Written exercise:
Copy the data below, swapping every occurrence of "bounding box" for "enclosing rectangle" and leaving all other text unchanged.

Given information:
_ _ _ _ _
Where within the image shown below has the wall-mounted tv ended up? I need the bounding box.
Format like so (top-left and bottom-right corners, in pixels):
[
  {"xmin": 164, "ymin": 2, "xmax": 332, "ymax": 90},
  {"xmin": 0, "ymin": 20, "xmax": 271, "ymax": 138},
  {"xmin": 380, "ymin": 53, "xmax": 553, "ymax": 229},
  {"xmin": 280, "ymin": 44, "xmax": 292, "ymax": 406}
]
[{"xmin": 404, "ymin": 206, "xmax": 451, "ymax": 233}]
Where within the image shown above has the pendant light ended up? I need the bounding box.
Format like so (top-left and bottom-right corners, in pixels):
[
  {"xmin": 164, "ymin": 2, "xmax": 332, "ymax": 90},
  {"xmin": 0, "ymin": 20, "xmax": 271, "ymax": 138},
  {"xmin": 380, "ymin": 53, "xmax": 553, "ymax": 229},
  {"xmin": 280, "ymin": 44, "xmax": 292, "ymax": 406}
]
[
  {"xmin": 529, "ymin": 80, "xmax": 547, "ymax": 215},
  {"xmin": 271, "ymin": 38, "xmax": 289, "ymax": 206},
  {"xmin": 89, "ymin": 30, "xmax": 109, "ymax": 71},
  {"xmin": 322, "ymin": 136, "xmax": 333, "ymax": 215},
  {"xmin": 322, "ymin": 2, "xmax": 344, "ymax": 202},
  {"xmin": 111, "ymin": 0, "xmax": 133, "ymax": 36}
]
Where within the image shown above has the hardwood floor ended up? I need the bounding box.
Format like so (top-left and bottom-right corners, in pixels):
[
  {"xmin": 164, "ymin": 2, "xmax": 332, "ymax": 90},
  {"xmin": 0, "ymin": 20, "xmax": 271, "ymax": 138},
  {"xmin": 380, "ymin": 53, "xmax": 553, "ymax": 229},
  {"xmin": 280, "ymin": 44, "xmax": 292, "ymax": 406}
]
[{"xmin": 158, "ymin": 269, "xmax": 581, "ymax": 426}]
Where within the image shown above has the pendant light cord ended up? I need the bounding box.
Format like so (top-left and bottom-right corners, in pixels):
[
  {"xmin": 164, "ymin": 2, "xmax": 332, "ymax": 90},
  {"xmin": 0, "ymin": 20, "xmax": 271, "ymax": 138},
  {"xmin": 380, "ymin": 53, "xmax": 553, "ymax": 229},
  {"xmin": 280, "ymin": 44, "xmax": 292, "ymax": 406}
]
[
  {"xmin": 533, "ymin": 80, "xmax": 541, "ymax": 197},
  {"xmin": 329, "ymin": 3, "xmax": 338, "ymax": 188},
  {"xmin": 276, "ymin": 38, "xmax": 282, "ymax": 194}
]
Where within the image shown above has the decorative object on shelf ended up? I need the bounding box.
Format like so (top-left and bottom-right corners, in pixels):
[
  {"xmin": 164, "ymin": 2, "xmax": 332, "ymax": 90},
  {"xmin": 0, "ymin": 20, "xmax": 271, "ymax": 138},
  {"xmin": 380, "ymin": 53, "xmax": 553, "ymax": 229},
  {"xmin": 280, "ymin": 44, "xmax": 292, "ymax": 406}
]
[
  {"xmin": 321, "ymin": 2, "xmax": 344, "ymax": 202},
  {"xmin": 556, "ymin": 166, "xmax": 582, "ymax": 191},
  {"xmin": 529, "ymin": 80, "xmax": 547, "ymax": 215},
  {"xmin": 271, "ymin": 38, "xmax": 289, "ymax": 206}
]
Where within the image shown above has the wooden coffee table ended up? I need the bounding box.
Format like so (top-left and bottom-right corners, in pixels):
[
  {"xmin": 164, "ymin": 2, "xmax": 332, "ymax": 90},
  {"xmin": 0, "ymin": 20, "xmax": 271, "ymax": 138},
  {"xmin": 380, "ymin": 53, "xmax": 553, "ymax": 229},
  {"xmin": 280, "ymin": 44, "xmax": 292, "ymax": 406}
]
_ _ _ _ _
Full output:
Where within the image shown below has the wall-mounted tv ended up? I need the enclosing rectangle.
Format like so (top-left and bottom-right corners, in pixels):
[
  {"xmin": 164, "ymin": 2, "xmax": 332, "ymax": 90},
  {"xmin": 0, "ymin": 20, "xmax": 271, "ymax": 138},
  {"xmin": 380, "ymin": 53, "xmax": 553, "ymax": 229},
  {"xmin": 280, "ymin": 44, "xmax": 292, "ymax": 406}
]
[{"xmin": 404, "ymin": 206, "xmax": 451, "ymax": 233}]
Where within the image shown above has the pendant light ended up? I need the enclosing rectangle.
Format like so (top-left and bottom-right corners, in pixels):
[
  {"xmin": 164, "ymin": 2, "xmax": 332, "ymax": 90},
  {"xmin": 0, "ymin": 20, "xmax": 271, "ymax": 138},
  {"xmin": 380, "ymin": 53, "xmax": 553, "ymax": 229},
  {"xmin": 280, "ymin": 44, "xmax": 292, "ymax": 406}
]
[
  {"xmin": 529, "ymin": 80, "xmax": 547, "ymax": 215},
  {"xmin": 271, "ymin": 38, "xmax": 289, "ymax": 206},
  {"xmin": 89, "ymin": 30, "xmax": 109, "ymax": 71},
  {"xmin": 322, "ymin": 136, "xmax": 333, "ymax": 215},
  {"xmin": 322, "ymin": 2, "xmax": 344, "ymax": 202},
  {"xmin": 111, "ymin": 0, "xmax": 133, "ymax": 36}
]
Where within the image shown above has the hardwood floor ended up? I need the enclosing rectangle.
Format like so (top-left and bottom-right corners, in pixels):
[
  {"xmin": 164, "ymin": 2, "xmax": 332, "ymax": 90},
  {"xmin": 0, "ymin": 20, "xmax": 271, "ymax": 138},
  {"xmin": 380, "ymin": 53, "xmax": 553, "ymax": 229},
  {"xmin": 280, "ymin": 44, "xmax": 292, "ymax": 406}
]
[{"xmin": 158, "ymin": 269, "xmax": 581, "ymax": 426}]
Where within the image shown above has the pendant light cord ended up? I need the enclosing rectangle.
Format like so (top-left and bottom-right corners, in pixels):
[
  {"xmin": 164, "ymin": 2, "xmax": 332, "ymax": 90},
  {"xmin": 0, "ymin": 20, "xmax": 271, "ymax": 138},
  {"xmin": 380, "ymin": 53, "xmax": 553, "ymax": 229},
  {"xmin": 280, "ymin": 44, "xmax": 292, "ymax": 406}
]
[
  {"xmin": 533, "ymin": 80, "xmax": 541, "ymax": 197},
  {"xmin": 329, "ymin": 3, "xmax": 338, "ymax": 188},
  {"xmin": 276, "ymin": 38, "xmax": 282, "ymax": 194}
]
Where within the image shown above has the decorative object on shelf ended up? I need the enclosing rectangle.
Format like so (top-left and bottom-right corners, in pixels):
[
  {"xmin": 164, "ymin": 2, "xmax": 332, "ymax": 90},
  {"xmin": 0, "ymin": 20, "xmax": 271, "ymax": 138},
  {"xmin": 380, "ymin": 53, "xmax": 553, "ymax": 229},
  {"xmin": 280, "ymin": 44, "xmax": 292, "ymax": 406}
]
[
  {"xmin": 321, "ymin": 2, "xmax": 344, "ymax": 202},
  {"xmin": 556, "ymin": 166, "xmax": 582, "ymax": 191},
  {"xmin": 529, "ymin": 80, "xmax": 547, "ymax": 215},
  {"xmin": 271, "ymin": 38, "xmax": 289, "ymax": 206}
]
Where within the image shown above has the wooden coffee table ended up? I need the enclosing rectangle.
Format like so (top-left and bottom-right corners, in pixels):
[
  {"xmin": 164, "ymin": 2, "xmax": 332, "ymax": 90},
  {"xmin": 0, "ymin": 20, "xmax": 271, "ymax": 138},
  {"xmin": 380, "ymin": 53, "xmax": 553, "ymax": 229},
  {"xmin": 280, "ymin": 44, "xmax": 292, "ymax": 406}
]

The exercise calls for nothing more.